Extract Block Start

Aug 27 2010

Doctor’s Faith and End of Life Decisions

A new study published in the Journal of Medical Ethics reports on a survey of various characteristics of physicians – specialty, ethnicity, and religious faith – and the way they deal with end of life care. According to these results, ethnicity had little to no effect. The specialty of the practitioner has the greatest effect, with hospital-based doctors discussing and using methods that may hasten death in the terminally ill at 10 times the rate of palliative care specialists. But the most widely reported result is that doctors who are agnostic or atheist were twice as likely to use such methods as deeply religious doctors.

As with most such studies, the two types of questions to ask are – are the results reliable, and if they are reliable what do they mean. To the first point, this is a very weak study. First, it is a self-reporting survey. This is the weakest kind of survey, because it is not strictly scientific – there is a huge effect from self-selection bias. The surveys, in other words, may mostly reflect who is willing to answer the survey, which can overwhelm other factors.

In this survey 8,000 doctors were contacted, and less than four thousand responded. That right there is a massive self-selection factor that renders any results of this survey preliminary at best. Such a survey can be used to generate hypotheses to be confirmed, but not something upon which specific recommendations should be based. Regardless, the authors do just that, recommending:

Greater acknowledgement of the relationship of doctors’ values with clinical decision-making is advocated.

Rather the authors should have concluded: Further testing of the possible relationship between specialty, religious belief, and decision-making is warranted.

Extract Block End
Exercise data Block Start

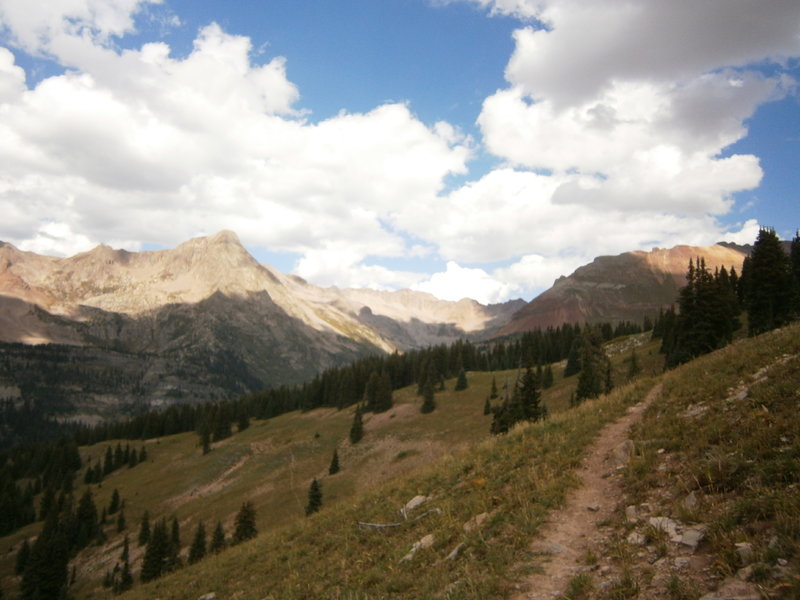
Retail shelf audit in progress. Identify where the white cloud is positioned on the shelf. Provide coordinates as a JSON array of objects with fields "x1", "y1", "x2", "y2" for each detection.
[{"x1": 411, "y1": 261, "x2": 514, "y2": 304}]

Exercise data Block End
Exercise data Block Start

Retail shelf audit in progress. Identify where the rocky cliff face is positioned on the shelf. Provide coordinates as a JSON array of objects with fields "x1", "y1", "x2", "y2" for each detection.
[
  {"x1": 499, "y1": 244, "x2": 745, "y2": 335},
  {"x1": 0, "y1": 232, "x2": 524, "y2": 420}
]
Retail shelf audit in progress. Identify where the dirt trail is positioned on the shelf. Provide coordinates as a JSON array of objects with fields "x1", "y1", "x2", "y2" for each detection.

Exercise data Block End

Exercise instructions:
1. In the article on doctors' faith and end-of-life decisions, how many doctors were contacted for the survey?
2. Continue the article on doctors' faith and end-of-life decisions from its last sentence.
The rows are separate material and not part of the article on doctors' faith and end-of-life decisions.

Task results:
1. 8,000 doctors.

2.
But let us take as a hypothetical that these results are truly reflective of doctor practice – what would that mean? To me the most interesting result is that specialty had a ten-fold influence on decision-making. This does reflect my anecdotal experience – that doctors who routinely treat the terminally ill in an in-patient setting are more comfortable and practiced in raising treatment questions that could influence the duration of life. Palliative care specialists, on the other hand, are focused on palliation and may not be as comfortable suggesting withdrawal of care or measures that might hasten death.

This reflects a further underlying  truth that there remains many subcultures within medicine that affect practice. Our stated goal is to have a single evidence-based standard of care, that is optimal for both patient outcomes and cost-effectiveness. But in reality there is much individualization of care and this varies from specialty to specialty and even region to region and hospital to hospital. This suggests that we need better systems for establishing, teaching, and enforcing the standard of care where one exists.

That non-religious doctors entertain treatment decisions that may hasten death at twice the rate as religious doctors is a much smaller effect, and much more suspect given the survey design. But again – assuming this is a real effect, what does it mean? The question is – are non-believers suggesting and making decision that are inappropriate, are religious doctors avoiding appropriate questions and decisions because of their personal faith, or are both groups biased in opposite directions away from a more objective stance somewhere in the middle? This survey provides no information to assess this question definitively.

However, it is interesting that religious doctors do not even discuss these decisions with their patients and their families. This suggests they are avoiding treatment decisions that make them feel personally uncomfortable because of their religious faith. If this is true, then that is something worth exploring further.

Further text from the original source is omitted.